◆ **Task description**: Go on with the press release below about the King's College London DNA study of hair attributed to the Bounty mutineers, picking up after its final sentence.

◆ **Exercise text**:
----
Ford said the reason for requesting the collaboration with a world-class research center like King's College London, "is that we want to be very sure we are not traveling under false colors about these hairs. If the research findings tell us the hair is not that of the mutineers, we will stop telling visitors to the study center that they are. The Pitcairn Islands Study Center was founded on the requirement that we provide only accurate information about all aspects of The Bounty Saga. This present study seeks to better meet that requirement."
The story of the mutiny that took place on the British ship H. M.S. Bounty in the South Pacific Ocean in 1789, was made famous by the publication of a trilogy of books published in the 1930s. Following the publication of the books, five Hollywood-type motion pictures about the mutiny were shown worldwide over the next four decades.
The Pitcairn Islands Study Center, established in 1977, is a museum-research facility providing information about the mutiny and its aftermath to academics, journalists, researchers, authors, students and others throughout the world, The Center holds the world's largest collection of information about this still popular and much-studied sea saga. For more information please visit pitcairnstudycenter.org.
King's College London is one of the top 20 universities in the world (2015/16 QS World University Rankings) and among the oldest in England. King's has more than 27,600 students (of whom nearly 10,500 are graduate students) from some 150 countries worldwide, and some 6,800 staff. For more information, please visit King's in Brief.
(More details on the study from Dr. Denise Snydercombe-Court.)
Unlike nuclear DNA, mitochondrial DNA does not discriminate between all individuals as people sharing a common maternal ancestor will also share a similar profile. However, this type of DNA can provide some indication of maternal geographical origin e. g. whether someone is likely to be of European descent, so the King's DNA team will aim to establish whether the hair samples do indeed come from seven Europeans and three Polynesians individuals, as the documentation accompanying the samples suggest.
Further, more detailed identification will require genealogical methods to trace the ancestors of the pigtail owners, to be able to link samples to names from historical records and other sources of information. King's College London and the Pitcairn Islands Study Center will both be involved in this tracing.
----
◆ **Excerpted records**:
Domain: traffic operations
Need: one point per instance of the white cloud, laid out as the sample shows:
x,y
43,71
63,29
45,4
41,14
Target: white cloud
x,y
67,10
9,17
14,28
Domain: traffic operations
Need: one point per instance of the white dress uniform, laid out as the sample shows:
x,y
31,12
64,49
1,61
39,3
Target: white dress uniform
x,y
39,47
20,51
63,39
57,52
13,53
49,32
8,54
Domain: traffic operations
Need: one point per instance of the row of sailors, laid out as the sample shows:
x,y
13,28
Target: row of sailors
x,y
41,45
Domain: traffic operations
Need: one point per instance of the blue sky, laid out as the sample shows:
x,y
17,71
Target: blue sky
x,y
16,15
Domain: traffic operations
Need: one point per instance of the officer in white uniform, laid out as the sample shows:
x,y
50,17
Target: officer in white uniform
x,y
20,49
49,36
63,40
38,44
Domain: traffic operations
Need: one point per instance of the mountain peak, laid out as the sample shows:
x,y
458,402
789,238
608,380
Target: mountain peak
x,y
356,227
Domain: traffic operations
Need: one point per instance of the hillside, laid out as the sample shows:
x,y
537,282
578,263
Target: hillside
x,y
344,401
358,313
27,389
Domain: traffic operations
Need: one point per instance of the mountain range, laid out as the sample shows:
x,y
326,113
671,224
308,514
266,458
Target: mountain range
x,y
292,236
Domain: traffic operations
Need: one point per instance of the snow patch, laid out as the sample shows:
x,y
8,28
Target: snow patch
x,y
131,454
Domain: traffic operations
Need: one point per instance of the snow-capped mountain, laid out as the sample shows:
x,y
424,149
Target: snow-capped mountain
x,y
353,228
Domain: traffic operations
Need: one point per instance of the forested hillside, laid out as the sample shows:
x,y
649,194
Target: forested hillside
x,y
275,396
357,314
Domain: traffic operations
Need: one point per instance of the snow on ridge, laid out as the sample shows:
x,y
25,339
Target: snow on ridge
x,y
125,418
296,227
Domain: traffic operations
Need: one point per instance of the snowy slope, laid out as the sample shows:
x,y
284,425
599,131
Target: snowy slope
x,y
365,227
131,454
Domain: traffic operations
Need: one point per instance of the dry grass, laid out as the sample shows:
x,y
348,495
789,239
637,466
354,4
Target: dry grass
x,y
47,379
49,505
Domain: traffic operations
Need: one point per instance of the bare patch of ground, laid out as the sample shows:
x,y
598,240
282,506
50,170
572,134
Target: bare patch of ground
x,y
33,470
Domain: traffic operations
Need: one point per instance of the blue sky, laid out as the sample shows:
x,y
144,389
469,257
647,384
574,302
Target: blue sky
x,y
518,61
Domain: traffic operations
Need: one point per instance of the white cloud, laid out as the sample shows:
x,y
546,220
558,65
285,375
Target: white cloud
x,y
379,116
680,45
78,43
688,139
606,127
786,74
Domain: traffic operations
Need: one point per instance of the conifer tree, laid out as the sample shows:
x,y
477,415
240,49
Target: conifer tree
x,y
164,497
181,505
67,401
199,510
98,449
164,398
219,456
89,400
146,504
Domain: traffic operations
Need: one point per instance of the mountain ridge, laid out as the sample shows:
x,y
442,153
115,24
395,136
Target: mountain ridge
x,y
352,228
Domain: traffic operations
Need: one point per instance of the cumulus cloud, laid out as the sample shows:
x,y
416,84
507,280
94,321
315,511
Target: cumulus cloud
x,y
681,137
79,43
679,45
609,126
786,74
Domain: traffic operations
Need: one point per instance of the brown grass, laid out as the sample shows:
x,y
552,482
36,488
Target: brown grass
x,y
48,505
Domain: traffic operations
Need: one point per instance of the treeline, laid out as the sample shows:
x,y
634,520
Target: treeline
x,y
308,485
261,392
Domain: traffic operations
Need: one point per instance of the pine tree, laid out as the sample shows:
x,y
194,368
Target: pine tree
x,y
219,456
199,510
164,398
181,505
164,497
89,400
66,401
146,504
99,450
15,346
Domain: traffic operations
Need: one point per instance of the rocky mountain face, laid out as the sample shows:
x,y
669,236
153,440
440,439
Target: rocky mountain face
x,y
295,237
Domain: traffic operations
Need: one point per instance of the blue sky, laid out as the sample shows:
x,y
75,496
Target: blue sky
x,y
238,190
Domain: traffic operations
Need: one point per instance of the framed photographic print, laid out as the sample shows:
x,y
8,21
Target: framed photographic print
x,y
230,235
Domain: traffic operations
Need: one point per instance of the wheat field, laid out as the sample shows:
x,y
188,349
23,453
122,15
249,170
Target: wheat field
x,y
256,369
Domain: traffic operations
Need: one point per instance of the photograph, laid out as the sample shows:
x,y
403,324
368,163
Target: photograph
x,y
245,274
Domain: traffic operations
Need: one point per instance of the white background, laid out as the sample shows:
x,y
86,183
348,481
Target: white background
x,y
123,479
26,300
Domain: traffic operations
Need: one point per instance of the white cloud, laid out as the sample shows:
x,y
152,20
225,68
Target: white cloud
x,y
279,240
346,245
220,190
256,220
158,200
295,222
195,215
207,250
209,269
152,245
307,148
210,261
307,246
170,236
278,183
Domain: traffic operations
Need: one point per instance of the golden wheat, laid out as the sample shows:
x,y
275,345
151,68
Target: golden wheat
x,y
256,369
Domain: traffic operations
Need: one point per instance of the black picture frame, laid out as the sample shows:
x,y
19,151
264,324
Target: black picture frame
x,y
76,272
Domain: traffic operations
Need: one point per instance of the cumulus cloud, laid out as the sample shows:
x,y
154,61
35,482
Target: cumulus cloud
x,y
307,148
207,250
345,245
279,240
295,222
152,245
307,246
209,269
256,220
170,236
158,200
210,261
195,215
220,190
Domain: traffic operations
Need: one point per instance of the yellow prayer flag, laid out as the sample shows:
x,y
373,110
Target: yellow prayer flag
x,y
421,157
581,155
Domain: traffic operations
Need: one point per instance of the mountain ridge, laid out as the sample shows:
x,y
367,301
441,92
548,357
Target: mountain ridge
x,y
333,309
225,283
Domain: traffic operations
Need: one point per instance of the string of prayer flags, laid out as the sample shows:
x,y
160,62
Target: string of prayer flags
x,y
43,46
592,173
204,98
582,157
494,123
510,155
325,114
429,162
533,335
----
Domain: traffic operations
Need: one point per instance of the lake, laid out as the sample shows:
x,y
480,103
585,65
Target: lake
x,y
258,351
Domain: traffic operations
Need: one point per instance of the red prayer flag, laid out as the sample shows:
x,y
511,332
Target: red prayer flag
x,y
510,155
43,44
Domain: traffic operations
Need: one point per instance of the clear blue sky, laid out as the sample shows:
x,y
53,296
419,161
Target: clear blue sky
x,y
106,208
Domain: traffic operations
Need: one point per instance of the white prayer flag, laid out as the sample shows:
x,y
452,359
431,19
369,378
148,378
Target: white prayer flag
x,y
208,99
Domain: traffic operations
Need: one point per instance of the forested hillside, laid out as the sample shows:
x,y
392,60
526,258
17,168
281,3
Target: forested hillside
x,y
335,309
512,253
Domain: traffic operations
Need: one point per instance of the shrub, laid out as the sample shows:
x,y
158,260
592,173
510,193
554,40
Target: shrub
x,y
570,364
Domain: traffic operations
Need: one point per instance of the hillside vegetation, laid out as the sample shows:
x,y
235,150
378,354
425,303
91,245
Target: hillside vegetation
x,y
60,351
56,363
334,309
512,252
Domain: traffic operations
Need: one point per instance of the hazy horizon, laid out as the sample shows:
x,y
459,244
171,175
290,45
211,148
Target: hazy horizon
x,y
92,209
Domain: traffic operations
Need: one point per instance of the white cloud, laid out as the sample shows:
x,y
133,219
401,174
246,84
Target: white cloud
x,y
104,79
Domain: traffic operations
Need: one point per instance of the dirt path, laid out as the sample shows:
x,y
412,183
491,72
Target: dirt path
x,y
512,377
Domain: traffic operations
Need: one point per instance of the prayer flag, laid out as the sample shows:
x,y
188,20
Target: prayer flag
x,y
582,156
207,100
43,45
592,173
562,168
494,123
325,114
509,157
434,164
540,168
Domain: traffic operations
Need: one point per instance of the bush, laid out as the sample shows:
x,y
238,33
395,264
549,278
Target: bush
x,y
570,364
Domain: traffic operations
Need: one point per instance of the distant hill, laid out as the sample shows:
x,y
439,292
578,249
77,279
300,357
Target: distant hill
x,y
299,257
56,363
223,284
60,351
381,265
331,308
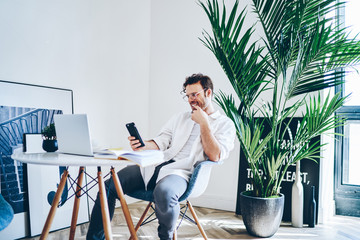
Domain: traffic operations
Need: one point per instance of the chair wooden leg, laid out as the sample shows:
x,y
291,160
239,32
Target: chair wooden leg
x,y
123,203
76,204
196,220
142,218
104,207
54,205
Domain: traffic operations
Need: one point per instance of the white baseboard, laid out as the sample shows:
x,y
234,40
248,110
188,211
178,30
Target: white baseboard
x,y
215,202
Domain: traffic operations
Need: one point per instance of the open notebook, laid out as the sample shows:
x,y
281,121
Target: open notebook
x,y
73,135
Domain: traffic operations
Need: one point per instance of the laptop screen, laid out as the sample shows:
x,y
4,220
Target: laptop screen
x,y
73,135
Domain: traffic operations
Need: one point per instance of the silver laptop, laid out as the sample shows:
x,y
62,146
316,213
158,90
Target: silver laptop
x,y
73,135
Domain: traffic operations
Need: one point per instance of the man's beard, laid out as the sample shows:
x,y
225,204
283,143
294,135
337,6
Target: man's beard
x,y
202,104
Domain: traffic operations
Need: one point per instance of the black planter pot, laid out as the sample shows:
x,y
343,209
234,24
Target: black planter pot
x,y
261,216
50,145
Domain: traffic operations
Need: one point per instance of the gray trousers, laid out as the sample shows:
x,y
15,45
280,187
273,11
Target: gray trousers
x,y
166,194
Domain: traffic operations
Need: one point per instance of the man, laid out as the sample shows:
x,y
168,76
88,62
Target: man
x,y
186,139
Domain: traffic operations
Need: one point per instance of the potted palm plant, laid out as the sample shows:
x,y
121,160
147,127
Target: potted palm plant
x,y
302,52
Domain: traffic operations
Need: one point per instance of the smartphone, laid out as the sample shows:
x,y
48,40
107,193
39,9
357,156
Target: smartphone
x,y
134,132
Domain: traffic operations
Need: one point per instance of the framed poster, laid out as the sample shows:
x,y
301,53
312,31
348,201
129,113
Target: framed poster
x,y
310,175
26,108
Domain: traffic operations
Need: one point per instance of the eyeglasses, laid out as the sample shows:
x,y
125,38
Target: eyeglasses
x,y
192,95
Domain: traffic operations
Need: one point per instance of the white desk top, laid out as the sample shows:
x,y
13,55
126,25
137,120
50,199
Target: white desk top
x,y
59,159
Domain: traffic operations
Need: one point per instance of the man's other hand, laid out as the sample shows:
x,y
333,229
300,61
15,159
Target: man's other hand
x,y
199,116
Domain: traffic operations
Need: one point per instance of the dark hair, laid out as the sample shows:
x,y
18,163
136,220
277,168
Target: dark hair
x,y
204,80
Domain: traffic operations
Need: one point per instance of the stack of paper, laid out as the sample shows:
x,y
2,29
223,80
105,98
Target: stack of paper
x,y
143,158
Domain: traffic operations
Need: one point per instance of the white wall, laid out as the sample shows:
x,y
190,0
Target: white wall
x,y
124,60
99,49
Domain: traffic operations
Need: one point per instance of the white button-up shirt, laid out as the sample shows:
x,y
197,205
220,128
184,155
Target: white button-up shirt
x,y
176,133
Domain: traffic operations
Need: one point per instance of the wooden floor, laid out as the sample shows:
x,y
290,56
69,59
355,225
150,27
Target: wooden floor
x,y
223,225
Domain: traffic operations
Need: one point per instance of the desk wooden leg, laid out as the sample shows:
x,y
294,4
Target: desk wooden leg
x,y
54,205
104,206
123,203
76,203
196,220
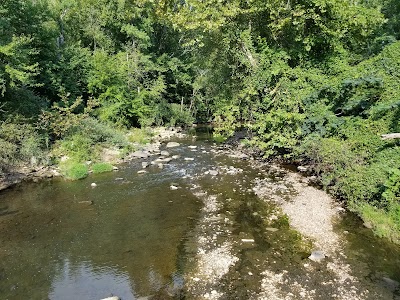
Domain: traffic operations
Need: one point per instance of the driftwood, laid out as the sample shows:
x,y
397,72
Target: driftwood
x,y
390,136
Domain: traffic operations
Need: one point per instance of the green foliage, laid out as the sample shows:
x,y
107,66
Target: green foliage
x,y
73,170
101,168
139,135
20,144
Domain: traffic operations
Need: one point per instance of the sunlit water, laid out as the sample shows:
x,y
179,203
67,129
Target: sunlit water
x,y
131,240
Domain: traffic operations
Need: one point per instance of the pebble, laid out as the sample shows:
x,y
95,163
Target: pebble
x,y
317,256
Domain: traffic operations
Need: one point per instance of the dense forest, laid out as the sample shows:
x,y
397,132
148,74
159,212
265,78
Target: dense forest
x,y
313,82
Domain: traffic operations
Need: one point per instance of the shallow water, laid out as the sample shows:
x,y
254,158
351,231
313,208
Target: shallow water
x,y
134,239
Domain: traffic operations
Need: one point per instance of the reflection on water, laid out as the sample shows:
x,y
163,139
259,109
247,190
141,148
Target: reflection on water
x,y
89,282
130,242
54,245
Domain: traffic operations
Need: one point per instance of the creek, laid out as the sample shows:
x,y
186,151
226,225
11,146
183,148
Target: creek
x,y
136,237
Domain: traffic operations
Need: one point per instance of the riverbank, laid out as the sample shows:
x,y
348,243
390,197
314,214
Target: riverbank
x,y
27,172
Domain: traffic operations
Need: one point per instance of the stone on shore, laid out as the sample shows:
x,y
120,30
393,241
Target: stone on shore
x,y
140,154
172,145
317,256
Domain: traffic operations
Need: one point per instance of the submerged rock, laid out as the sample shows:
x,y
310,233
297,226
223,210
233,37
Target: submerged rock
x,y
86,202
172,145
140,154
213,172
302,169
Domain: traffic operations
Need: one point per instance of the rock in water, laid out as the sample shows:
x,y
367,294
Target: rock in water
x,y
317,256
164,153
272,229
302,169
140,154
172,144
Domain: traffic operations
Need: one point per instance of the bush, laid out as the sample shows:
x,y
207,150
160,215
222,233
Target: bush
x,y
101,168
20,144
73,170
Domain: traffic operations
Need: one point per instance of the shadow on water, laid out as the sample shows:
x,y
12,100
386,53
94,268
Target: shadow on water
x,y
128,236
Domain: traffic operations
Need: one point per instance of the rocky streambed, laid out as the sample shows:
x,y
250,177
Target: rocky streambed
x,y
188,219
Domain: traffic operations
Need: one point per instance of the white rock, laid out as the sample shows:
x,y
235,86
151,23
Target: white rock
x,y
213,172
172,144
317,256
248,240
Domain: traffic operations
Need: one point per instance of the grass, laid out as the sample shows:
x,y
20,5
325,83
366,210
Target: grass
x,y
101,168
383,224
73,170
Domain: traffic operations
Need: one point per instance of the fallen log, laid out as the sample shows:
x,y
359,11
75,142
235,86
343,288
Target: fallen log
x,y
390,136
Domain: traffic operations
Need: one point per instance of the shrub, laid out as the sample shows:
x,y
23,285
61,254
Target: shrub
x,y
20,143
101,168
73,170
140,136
----
◆ **Exercise result**:
A lot has been written about the possible descendants of the mutineers, but this information will not be helpful with regards to the male mutineers; instead, their maternal line will need to be traced. The study will therefore try to identify their maternal ancestors, such as their respective mothers and maternal grandmothers, and research other direct female descendants down to individuals living today.
Dr. Denise Syndercombe-Court, project lead for the Analytical and Environmental Sciences Division at King's College London, said: "First, we will have to determine whether we can recover mitochondrial DNA of appropriate quality to be analyzed. The hairs, if from the mutineers, are over two hundred years old, and we have no idea what environments they might have been exposed to in the intervening time.
"Potentially as problematic will be the genealogical research as civil registration in the United Kingdom did not start until 1837, some 50 years after the mutiny, and so, at best, the death of the mother may be listed in these records but other processes would need to be used to gather more information. Because of the patrilineal transmission of surnames we would not even expect to find someone who believes they may be linked to the mutineers, and so we will have to depend on this research and hope for the agreed consent from any identified living descendant to act as a modern day reference. We do not anticipate that this will be easy, and it will require other parties to get involved in this part of the study."